**READING PASSAGE:**
Africa was a Roman province on the northern African coast that was established in 146 BC following the defeat of Carthage in the Third Punic War. It roughly comprised the territory of present-day Tunisia, the northeast of Algeria, and the coast of western Libya along the Gulf of Sirte. The territory was originally inhabited by Berber people, known in Latin as Mauri indigenous to all of North Africa west of Egypt; in the 9th century BC, Phoenicians built settlements along the Mediterranean Sea to facilitate shipping, of which Carthage rose to dominance in the 8th century BC until its conquest by the Roman Republic.

It was one of the wealthiest provinces in the western part of the Roman Empire, second only to Italy. Apart from the city of Carthage, other large settlements in the province were Hadrumetum (modern Sousse, Tunisia), capital of Byzacena, and Hippo Regius (modern Annaba, Algeria).

History 

Rome's first province in northern Africa was established by the Roman Republic in 146 BC, following its elimination of Carthage by Scipio Aemilianus in the Third Punic War. It is possible that the name "Africa" comes from the Berber word "afer", "ifri" or "Aourigha" (whose name would have been pronounced Afarika) that designated a tribe.

Utica, which had fought on the side of the Romans in the war, was formed as the administrative capital. The remaining territory was left in the domain of the Berber Numidian client king Massinissa. At this time, the Roman policy in Africa was simply to prevent another great power from rising on the Northwest Africa.

In 118 BC, the Numidian prince Jugurtha attempted to reunify the smaller kingdoms. However, upon his death, much of Jugurtha's territory was placed in the control of the Berber Mauritanian client king Bocchus; and, by that time, the romanisation of Africa was firmly rooted.

During Caesar's civil war, Caesar created a new African province from territory taken from the Numidians. The original province was called Africa vetus with the newer province suffixed nova. But during the Second Triumvirate, the two provinces were unified, possibly in 35 BC, in consequence of border conflicts: governors of the province won three triumphs between 34 and 28 BC. Further expansion of the province continued under the emperor Augustus, with conflicts recorded through to AD 6. By 27 BC, Africa was assigned as one of the senatorial provinces in the Augustan settlements and eventually became known as Africa proconsularis, as it was ruled by a proconsul rather than a legate of the emperor.

**PROBLEM TO WORK ON:**
Answer these from the Roman Africa passage:
(a) In what year did the Roman Republic establish the province of Africa?
(b) Which city was formed as the province's administrative capital?
(c) What was the original province called once Caesar created a newer one?
Rely only on the Roman Africa passage for your answers.

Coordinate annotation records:
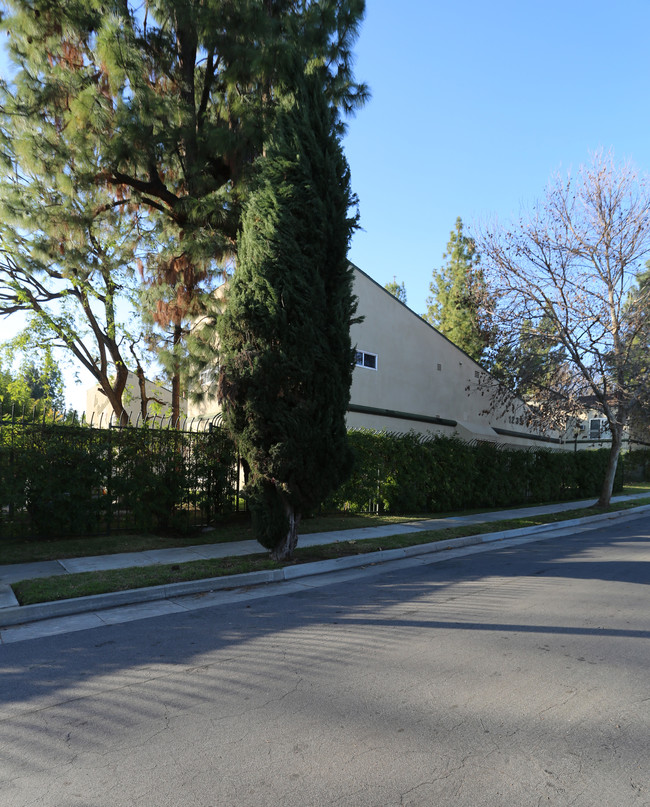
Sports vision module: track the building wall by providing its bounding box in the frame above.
[189,268,563,448]
[86,373,187,426]
[348,270,555,445]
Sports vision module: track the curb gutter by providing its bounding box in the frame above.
[0,505,650,628]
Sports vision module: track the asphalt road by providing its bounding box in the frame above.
[0,518,650,807]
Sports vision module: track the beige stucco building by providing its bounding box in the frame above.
[189,267,563,448]
[85,373,187,428]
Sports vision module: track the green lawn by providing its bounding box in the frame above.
[12,491,649,605]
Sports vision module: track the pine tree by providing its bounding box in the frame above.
[0,0,368,411]
[217,71,356,558]
[424,216,491,361]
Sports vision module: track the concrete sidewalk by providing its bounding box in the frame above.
[0,496,650,626]
[0,496,639,588]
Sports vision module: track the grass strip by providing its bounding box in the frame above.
[0,513,433,563]
[12,498,648,605]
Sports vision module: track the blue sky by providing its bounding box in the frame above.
[345,0,650,314]
[0,0,650,406]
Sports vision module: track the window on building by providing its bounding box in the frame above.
[354,350,377,370]
[589,418,603,440]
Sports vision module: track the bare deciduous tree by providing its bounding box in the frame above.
[477,154,650,506]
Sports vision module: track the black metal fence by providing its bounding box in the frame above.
[0,412,241,538]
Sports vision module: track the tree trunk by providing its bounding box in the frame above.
[271,501,302,560]
[95,364,129,426]
[598,425,623,507]
[172,323,183,429]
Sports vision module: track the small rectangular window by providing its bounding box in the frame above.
[354,350,377,370]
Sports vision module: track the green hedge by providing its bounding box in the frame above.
[0,423,628,538]
[325,430,622,513]
[0,423,237,537]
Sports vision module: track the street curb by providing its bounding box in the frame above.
[0,505,650,628]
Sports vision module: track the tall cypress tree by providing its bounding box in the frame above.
[218,71,356,558]
[0,0,367,414]
[424,216,491,361]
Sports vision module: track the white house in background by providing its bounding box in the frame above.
[86,373,187,427]
[189,267,560,448]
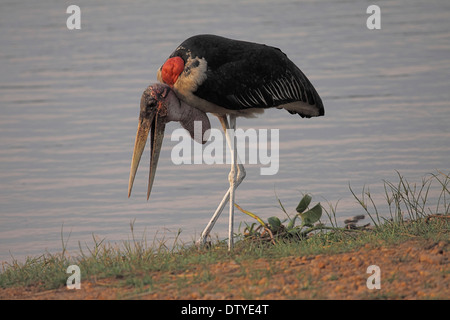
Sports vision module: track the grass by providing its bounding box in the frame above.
[0,172,450,296]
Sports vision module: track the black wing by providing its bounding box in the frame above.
[173,35,324,116]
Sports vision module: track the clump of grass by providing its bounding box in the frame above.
[235,194,336,244]
[349,172,450,228]
[0,172,450,289]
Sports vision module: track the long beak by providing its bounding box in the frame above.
[128,114,166,200]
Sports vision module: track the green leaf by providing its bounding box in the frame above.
[300,202,322,226]
[234,203,267,228]
[267,217,281,231]
[295,194,312,213]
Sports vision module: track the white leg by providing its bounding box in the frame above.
[197,116,246,246]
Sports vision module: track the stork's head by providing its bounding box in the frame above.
[128,83,211,200]
[128,84,171,199]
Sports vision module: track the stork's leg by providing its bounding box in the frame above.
[228,115,237,250]
[197,116,245,246]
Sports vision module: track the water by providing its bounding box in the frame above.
[0,0,450,261]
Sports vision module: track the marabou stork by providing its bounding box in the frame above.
[128,35,324,250]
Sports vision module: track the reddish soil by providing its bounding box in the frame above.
[0,238,450,299]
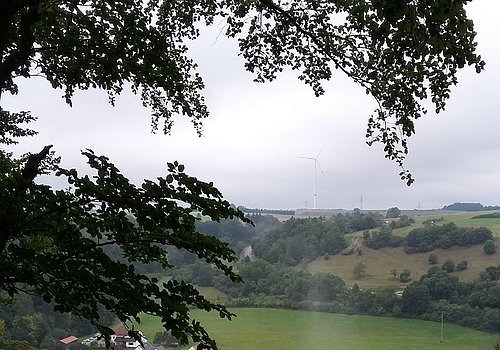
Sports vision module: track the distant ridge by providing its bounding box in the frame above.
[443,202,500,211]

**SOLUTION FOR THIS TASK:**
(a) 146 BC
(b) Utica
(c) Africa vetus